Material shown:
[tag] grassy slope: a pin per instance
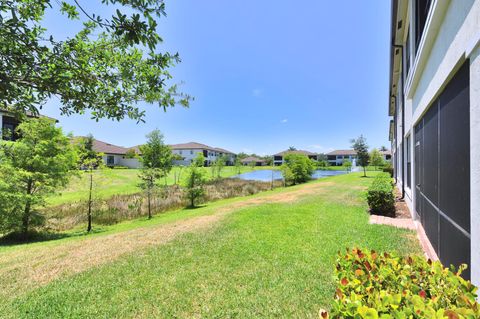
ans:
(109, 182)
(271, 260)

...

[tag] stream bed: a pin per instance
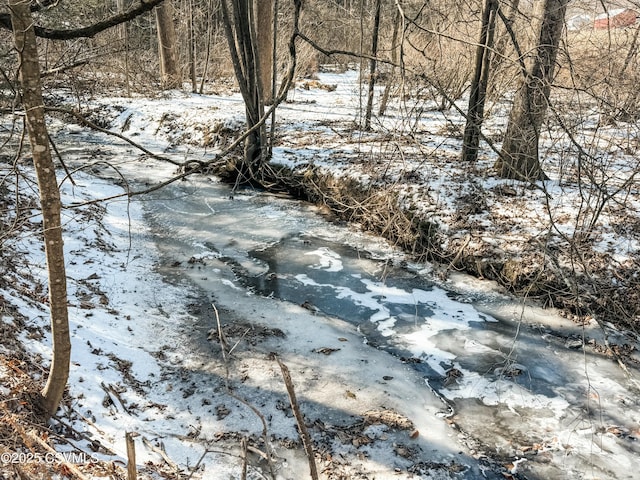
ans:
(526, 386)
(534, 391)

Your instructions:
Pull out every line of the entries above that contains the string "instance", matching case exactly.

Response to this exercise:
[tag] grassy slope: a pin per instance
[tag] stream bed: a pin per instance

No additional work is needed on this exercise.